#### Exercise prompt:
Print every entry exactly as it appears, but skip the pictures.

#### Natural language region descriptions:

········

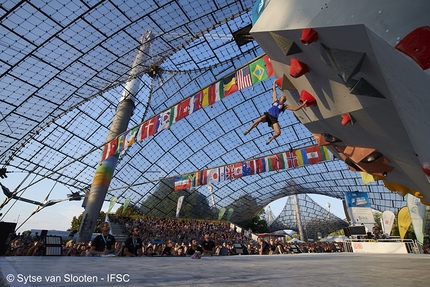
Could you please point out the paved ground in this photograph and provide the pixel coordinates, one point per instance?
(338, 269)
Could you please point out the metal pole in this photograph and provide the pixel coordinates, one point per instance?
(104, 172)
(299, 222)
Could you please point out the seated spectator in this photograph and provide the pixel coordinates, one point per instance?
(194, 247)
(133, 244)
(104, 243)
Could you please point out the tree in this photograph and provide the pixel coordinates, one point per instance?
(258, 223)
(245, 209)
(163, 202)
(130, 211)
(76, 222)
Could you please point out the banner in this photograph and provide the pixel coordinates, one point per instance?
(229, 213)
(283, 160)
(112, 203)
(417, 212)
(250, 74)
(178, 207)
(387, 221)
(126, 203)
(404, 221)
(221, 213)
(358, 208)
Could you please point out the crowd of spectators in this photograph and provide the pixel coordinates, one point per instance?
(173, 237)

········

#### Answer box:
Could you please point out the paved ground in this photograph and provide the pixel coordinates, one point per instance?
(338, 269)
Could you please point out the metal pole in this photograph and provide the pixel coordinates, one point per instance?
(104, 172)
(299, 222)
Could you please point out the seated spectator in this photograph and provide the pixel coordinates, one point per instance?
(194, 247)
(133, 244)
(104, 243)
Could you please point out the tree in this photograph and provide the pixel coordinates, one point per instance?
(258, 223)
(245, 209)
(163, 202)
(130, 211)
(76, 222)
Could you please point out the banner in this photograph and provide the pixel coordinates, one point per instance?
(229, 213)
(283, 160)
(112, 203)
(417, 212)
(250, 74)
(178, 207)
(387, 221)
(126, 203)
(404, 221)
(221, 213)
(358, 208)
Could you please point out the crowd of spectators in this photograph and provide the pixel coordinates, one point per instance?
(173, 237)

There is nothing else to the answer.